Stored data entries
-*-

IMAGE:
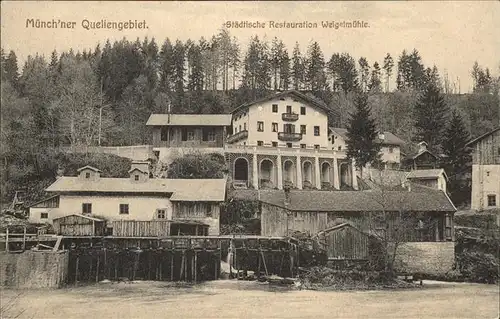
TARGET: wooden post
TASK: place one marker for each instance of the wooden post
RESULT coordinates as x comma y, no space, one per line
97,268
182,264
7,239
76,269
172,265
24,238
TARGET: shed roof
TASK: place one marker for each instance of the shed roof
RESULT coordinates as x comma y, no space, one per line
360,201
182,189
89,167
426,174
189,120
81,216
479,138
389,138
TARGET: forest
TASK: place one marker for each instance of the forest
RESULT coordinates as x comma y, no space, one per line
104,95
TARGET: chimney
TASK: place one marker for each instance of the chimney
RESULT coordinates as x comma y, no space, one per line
287,195
422,146
139,171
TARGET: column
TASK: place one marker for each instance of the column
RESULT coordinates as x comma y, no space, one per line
336,180
255,171
298,166
317,173
354,177
280,171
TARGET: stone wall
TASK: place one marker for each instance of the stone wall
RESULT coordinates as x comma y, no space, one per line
33,269
436,258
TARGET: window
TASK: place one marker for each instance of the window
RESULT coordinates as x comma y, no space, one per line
492,200
161,214
86,208
123,209
303,129
208,134
164,133
289,128
316,131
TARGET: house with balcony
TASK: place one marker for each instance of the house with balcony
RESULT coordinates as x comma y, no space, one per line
282,139
176,134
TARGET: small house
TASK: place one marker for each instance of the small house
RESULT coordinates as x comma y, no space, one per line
79,225
434,178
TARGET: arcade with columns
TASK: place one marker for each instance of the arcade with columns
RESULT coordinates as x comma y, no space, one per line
272,168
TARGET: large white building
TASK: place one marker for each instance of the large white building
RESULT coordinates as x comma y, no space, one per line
486,170
283,139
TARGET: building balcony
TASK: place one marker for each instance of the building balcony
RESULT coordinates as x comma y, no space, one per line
236,137
289,137
289,117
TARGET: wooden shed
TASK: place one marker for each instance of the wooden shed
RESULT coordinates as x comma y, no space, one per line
79,225
158,228
345,242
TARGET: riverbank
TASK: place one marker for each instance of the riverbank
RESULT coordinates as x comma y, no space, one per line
244,299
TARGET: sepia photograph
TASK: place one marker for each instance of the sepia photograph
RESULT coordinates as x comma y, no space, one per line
250,159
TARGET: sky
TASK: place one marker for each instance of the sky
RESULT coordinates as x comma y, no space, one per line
451,35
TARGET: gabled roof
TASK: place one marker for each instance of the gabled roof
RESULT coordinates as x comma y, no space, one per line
389,138
43,200
479,138
182,189
426,173
137,169
309,98
81,216
360,201
189,120
89,167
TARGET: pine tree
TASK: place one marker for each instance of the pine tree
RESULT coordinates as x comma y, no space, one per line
315,71
457,155
361,134
11,69
364,71
388,65
430,115
297,68
455,146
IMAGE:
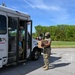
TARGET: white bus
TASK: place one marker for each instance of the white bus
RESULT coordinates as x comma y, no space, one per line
10,21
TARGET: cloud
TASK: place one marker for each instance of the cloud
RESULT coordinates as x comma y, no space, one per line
56,10
40,4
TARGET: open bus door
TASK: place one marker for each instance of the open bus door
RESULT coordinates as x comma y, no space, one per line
13,40
13,33
28,38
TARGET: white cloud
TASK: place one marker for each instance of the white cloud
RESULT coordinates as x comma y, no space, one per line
58,12
40,4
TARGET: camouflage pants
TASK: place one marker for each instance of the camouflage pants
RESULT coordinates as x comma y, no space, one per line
46,55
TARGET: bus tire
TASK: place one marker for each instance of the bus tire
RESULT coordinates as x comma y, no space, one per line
35,54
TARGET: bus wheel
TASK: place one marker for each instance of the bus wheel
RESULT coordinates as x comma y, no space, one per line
35,54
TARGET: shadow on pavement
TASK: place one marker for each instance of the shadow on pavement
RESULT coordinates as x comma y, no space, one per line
29,66
60,65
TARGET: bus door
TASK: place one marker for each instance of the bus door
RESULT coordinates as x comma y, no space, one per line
3,40
28,38
13,39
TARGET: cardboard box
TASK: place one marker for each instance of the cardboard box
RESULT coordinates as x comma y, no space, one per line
42,42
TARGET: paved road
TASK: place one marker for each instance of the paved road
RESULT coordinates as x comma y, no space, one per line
63,60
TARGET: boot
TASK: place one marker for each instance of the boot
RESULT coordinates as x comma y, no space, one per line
44,66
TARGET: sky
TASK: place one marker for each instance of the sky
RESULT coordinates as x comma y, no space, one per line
45,12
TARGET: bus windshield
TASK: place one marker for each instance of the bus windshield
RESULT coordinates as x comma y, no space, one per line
3,28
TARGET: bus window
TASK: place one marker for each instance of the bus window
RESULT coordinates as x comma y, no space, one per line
3,28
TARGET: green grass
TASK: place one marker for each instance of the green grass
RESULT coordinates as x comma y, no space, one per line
63,44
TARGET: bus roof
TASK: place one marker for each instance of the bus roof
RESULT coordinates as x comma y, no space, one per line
12,11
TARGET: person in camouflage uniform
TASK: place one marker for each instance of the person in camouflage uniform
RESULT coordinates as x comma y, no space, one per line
47,51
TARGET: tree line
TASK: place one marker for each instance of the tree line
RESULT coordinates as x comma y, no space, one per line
58,32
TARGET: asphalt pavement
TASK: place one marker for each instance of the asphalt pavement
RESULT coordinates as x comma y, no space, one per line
62,61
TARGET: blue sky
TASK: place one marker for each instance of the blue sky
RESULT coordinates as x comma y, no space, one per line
45,12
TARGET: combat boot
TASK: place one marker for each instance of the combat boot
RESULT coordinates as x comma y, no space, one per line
46,68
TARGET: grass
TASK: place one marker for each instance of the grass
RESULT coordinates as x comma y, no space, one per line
63,44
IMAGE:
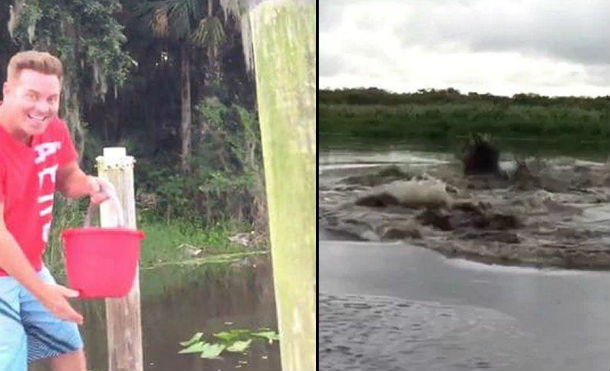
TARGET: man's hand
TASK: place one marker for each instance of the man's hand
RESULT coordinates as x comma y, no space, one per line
54,298
99,189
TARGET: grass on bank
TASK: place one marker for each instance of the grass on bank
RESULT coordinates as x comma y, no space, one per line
445,121
171,242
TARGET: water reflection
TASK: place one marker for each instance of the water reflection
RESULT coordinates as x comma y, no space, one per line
557,319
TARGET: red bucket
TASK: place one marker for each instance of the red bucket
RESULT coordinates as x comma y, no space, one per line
102,262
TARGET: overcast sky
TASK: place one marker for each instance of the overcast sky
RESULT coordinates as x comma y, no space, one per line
503,47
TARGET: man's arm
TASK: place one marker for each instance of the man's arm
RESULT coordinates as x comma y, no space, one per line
14,262
72,182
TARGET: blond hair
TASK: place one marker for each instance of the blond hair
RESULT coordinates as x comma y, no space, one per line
33,60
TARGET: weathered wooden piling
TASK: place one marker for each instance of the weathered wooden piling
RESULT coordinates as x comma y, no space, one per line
123,317
284,45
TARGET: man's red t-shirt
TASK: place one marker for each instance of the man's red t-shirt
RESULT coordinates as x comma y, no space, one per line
27,185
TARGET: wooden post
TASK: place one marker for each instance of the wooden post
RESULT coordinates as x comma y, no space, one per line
284,45
123,319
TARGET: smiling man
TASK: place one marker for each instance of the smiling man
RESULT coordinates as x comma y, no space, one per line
37,157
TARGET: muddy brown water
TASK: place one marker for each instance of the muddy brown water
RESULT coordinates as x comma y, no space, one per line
393,306
177,302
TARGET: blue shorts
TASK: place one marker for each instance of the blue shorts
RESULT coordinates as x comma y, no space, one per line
28,330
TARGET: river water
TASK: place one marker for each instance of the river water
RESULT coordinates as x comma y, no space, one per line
392,306
178,301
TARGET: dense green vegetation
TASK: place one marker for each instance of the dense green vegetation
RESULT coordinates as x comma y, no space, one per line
169,81
447,115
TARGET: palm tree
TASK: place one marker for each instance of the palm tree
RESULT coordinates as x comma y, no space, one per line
189,24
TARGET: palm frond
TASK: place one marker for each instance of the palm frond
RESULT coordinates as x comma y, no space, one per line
210,32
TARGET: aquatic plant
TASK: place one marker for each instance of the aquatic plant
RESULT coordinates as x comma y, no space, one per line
234,340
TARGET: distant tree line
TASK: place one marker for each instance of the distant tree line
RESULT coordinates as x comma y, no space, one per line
373,96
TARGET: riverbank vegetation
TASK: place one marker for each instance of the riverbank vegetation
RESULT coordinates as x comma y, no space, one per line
168,81
440,116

-*-

▶ _Try it_
Above are the records. Print exactly, and only, the lines from the line with "TASK: place one marker for each instance of the shed" to the line with "TASK: place one marker for each instance of the forest", both inclusive.

▶ _Your solution_
TASK: place one marker for each instance of the shed roof
RESULT coordinates as x comma y, no space, one per line
360,201
182,189
89,167
426,174
189,120
81,216
479,138
389,138
TARGET: forest
TASK: place one marker for each instance of the forest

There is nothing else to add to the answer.